EXTRACT:
■ ■ ■ ■ ■ ■ ■
How Men Can Help Women – 21 Things

How Men Can Help Women – 21 Things March 10, 2017

Heatherdoneyby Heather Doney cross posted from her blog Becoming Worldly

Editor’s note: Seeing that yesterday was International Women’s Day I thought these are great words to think about… and hope some of the guys that need this the most see it. Wise words from Heather Doney.

Given that it’s international women’s day, I figured I’d say something about being a woman, but then I realized what I felt today was missing was a message to men. Men need to be the change we seek. So here are 21 important things men who want to be good to women can do:

1.) Never catcall women.

2.) Never critique women’s bodies or assume our bodies or outfits tell you something about what we want and don’t want.

3.) If you want to know what a woman wants or thinks, just ask her. If she doesn’t want to tell you, that is information too – she doesn’t want you in her business. Respect her boundary.

4.) Learn to discern when women are trying to let you down gently. If she is making excuses or doesn’t seem enthusiastic in her agreement or is on her phone a lot, back off. She probably won’t give you a direct no because she has run into too many men who get batshit crazy when being told no and is being careful.

5.) Truly listen to women when we tell you about experiences and perspectives different than yours or when we want something different from what you want. This versatile skill works just as well in the bedroom as it does in the boardroom or when visiting at your Mom’s.

6.) Never hit on or ask out a woman while she is working.

7.) If you think a woman walking down the street or commuting on a train or a bus is pretty, appreciate her beauty quietly in your own mind and leave her alone. She probably has already been hit on by several random men today and it is really unpleasant and often scary to have the public sphere be one giant advertisement for dick. Don’t contribute to it.

8.) Never make it hard for a woman to turn down a date or sex or a hug.

9.) Respect that no matter what the movies say (which are usually written and produced by men) if she wants you, she will make herself available, and if she doesn’t, she will probably be a nice person but keep a boundary. Don’t think there is anything you can do to make her want you or owe you or date you if she doesn’t, because there isn’t.

10.) Understand that not all women are the same and most do not look or act like the ones you see on tv. Some are tall and strong, others are petite and fast. Some can do complex math in their head. Others can easily remember a conversation from last week. Some are the funniest people you’ll ever know. Only by actually spending the time getting to know this individual woman will you know about her.

11.) Respect that women can choose to bring life into this world and choose not to. It is a special thing that belongs to most (but not all) of us. You will probably feel like a bystander to this process. But you can be a good bystander, a helper. Ask her what she needs and don’t try to control something that doesn’t belong to you.

12.) If you become a dad, start off changing diapers and cuddling your little one from day one. Take parental leave. Men from previous generations rarely got this sort of bonding because they thought it was women’s work. And their lives were more emotionally distant from their family because of it. Yours doesn’t have to be.
■ ■ ■ ■ ■ ■ ■
USING THE INFORMATION:
A) Render into Spanish the following sentence from the piece on how men can help women: "Men need to be the change we seek."
B) Carry on the list of ways men can help women, beginning after its final sentence.

INFORMATION SUPPLIED:
■ ■ ■ ■ ■ ■ ■
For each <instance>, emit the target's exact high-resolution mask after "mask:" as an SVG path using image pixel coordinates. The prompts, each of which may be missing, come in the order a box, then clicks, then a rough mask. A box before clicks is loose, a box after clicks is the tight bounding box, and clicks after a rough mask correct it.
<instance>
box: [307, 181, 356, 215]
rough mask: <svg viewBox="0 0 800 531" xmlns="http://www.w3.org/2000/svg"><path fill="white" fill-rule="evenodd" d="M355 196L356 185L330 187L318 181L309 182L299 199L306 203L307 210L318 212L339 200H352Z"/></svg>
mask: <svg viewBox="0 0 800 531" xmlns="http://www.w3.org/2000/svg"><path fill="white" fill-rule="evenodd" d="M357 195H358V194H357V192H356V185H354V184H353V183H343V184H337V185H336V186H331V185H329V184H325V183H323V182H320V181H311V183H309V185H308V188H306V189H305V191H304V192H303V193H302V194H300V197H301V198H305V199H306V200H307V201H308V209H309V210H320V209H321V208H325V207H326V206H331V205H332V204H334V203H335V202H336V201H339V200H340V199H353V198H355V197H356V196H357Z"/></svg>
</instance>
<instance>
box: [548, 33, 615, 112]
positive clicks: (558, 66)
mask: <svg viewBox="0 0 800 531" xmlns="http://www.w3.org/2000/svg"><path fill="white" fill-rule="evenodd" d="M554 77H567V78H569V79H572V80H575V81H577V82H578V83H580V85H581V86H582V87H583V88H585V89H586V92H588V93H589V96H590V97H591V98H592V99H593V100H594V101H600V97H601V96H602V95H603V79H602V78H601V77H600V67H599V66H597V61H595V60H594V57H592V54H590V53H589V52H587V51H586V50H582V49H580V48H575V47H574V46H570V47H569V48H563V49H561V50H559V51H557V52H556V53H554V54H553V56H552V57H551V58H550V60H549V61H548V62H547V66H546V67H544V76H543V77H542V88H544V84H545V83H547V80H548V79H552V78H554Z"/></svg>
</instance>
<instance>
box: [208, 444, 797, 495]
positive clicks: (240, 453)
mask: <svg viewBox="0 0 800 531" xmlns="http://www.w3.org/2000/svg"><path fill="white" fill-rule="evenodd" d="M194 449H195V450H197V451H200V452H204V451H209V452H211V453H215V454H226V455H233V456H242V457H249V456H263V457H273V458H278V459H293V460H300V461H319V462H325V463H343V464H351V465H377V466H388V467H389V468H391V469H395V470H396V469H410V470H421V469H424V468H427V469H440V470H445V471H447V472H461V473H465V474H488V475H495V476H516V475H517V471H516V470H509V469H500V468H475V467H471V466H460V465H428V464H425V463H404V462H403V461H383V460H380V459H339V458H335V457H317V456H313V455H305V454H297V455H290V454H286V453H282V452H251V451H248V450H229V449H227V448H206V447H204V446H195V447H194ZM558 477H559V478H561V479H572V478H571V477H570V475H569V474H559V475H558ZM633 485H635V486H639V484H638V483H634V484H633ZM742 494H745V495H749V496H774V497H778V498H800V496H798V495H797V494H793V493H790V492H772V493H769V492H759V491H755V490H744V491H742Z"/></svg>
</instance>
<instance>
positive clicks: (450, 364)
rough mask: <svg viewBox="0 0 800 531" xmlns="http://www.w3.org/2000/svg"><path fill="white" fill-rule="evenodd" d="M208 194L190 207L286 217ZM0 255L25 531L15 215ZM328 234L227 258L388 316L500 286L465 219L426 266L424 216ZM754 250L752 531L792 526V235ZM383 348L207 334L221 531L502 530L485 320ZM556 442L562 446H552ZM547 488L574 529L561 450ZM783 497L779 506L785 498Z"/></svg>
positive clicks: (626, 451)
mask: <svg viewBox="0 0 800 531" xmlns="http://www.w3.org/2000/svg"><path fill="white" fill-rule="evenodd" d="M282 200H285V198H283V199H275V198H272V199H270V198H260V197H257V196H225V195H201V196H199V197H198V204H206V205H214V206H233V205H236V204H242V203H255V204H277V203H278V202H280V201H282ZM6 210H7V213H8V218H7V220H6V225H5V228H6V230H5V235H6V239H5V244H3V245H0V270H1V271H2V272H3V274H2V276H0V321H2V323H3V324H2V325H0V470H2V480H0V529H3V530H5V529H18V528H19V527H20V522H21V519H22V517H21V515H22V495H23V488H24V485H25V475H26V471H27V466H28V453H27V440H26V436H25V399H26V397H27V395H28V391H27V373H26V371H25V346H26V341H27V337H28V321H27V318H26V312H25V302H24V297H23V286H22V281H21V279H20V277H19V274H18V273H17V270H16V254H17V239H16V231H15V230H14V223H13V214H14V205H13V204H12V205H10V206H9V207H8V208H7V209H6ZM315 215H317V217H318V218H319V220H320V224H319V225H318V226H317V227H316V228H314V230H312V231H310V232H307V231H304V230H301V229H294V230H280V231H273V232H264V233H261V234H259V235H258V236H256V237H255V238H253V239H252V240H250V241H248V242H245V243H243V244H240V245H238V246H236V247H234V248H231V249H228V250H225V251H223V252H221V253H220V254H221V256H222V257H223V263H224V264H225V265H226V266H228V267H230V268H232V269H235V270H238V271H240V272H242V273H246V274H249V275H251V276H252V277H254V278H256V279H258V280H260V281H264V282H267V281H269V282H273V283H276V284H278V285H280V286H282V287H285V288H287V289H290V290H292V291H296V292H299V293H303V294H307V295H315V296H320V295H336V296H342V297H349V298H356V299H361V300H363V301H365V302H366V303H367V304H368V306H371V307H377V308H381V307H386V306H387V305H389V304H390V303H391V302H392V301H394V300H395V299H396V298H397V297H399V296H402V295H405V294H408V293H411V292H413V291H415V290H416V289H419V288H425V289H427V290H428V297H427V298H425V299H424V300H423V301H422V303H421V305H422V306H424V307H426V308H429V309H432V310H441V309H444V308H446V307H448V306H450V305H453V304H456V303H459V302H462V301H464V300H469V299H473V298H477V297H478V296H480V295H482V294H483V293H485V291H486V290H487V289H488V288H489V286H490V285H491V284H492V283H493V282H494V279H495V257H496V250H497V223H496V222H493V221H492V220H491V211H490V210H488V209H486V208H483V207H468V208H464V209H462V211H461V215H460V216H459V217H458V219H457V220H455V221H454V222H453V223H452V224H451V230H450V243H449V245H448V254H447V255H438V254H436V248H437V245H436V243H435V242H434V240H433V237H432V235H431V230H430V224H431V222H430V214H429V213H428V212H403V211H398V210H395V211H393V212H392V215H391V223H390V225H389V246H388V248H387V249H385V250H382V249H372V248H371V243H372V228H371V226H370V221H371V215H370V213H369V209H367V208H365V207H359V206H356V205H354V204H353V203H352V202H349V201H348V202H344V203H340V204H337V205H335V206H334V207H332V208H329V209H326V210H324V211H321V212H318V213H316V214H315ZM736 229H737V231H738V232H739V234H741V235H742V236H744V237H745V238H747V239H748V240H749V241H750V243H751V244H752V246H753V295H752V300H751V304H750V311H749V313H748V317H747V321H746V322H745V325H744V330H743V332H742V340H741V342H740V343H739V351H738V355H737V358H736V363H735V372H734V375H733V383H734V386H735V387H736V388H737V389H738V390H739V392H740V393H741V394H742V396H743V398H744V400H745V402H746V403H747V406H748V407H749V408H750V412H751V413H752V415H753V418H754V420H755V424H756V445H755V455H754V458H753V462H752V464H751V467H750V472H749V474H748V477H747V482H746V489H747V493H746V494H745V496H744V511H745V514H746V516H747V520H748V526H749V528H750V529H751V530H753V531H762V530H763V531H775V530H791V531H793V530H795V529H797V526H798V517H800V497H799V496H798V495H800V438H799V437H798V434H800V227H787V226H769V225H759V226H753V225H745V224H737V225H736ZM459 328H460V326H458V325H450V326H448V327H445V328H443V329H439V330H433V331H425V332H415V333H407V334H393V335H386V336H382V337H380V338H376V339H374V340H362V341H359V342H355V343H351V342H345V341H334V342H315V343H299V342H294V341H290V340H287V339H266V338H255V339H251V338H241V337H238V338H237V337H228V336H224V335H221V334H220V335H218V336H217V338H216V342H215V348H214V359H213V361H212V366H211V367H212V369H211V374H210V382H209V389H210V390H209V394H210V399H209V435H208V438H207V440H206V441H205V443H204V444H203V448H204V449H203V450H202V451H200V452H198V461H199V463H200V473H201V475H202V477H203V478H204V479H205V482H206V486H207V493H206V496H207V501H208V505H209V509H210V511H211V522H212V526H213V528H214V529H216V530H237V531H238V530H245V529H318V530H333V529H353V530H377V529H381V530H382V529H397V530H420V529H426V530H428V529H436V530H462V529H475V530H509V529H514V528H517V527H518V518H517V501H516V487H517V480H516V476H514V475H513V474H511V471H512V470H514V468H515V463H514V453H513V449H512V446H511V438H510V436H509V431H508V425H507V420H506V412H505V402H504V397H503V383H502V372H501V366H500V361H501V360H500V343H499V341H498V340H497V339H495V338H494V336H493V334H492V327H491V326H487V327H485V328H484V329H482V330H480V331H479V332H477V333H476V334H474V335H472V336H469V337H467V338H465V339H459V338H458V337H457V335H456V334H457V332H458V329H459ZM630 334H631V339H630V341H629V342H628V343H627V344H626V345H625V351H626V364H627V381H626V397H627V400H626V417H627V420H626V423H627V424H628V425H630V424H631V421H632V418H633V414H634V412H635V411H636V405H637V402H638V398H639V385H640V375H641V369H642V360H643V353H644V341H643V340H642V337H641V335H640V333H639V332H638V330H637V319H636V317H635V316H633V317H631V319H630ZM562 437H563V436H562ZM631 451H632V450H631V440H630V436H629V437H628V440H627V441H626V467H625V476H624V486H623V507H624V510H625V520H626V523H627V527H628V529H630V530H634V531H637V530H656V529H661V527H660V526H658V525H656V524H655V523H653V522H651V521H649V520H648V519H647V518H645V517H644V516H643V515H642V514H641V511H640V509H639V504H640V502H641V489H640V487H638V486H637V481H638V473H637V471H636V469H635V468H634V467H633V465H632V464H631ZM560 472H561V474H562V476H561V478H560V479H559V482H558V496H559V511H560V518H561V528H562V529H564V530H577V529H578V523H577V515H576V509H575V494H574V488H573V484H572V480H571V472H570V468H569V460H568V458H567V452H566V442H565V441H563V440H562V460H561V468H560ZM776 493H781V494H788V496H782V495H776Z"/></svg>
■ ■ ■ ■ ■ ■ ■
SOLVED PROBLEMS:
A) Los hombres necesitan ser el cambio que buscamos.

B)
13.) Don’t make dumb blonde jokes. Don’t make fat chick jokes. Don’t make rape jokes. Don’t make jokes about how you’d bang her or not bang her. Do not engage in “locker room banter” that degrades women. Some men are just talking when they do this. Others act on it. The talk enables those who act to then pass it off as a joke or a misunderstanding. Don’t enable misogynistic behavior in other men.

14.) If a woman tells you a man you know was a creep to her, believe her. Never try to figure out why someone you thought was a “good guy” would act like that or say “sometimes women lie about this” and “maybe she’s not telling the whole story.” Just believe her. You will have this happen at least once in your life, but probably many times.

15.) When you see a man treating a woman badly, say you think it’s wrong and that he should treat her better. Simple as that. And be prepared for him to react badly towards you. Because if he’s treating her bad out in the open, he probably feels really entitled to.

16.) Help make sure your female colleagues are getting paid as much as you are, and promoted at the same rate and that they aren’t interrupted in business meetings or excluded from things you do as a group outside the office for fun.

17.) When trying to help empower girls and women, make sure you don’t pressure her to become a certain kind of girl or woman that you’d like her to be, but leave room for whatever kind of girl or woman she wants to be. That is true empowerment.

18.) Don’t make her compete with you, fight to be heard, or use a lot of energy defending herself or her ideas if you can help it. Don’t play devil’s advocate to rile her up. She already deals with more “well, actually…” crap than you could imagine and there are better things she could do with that time and energy.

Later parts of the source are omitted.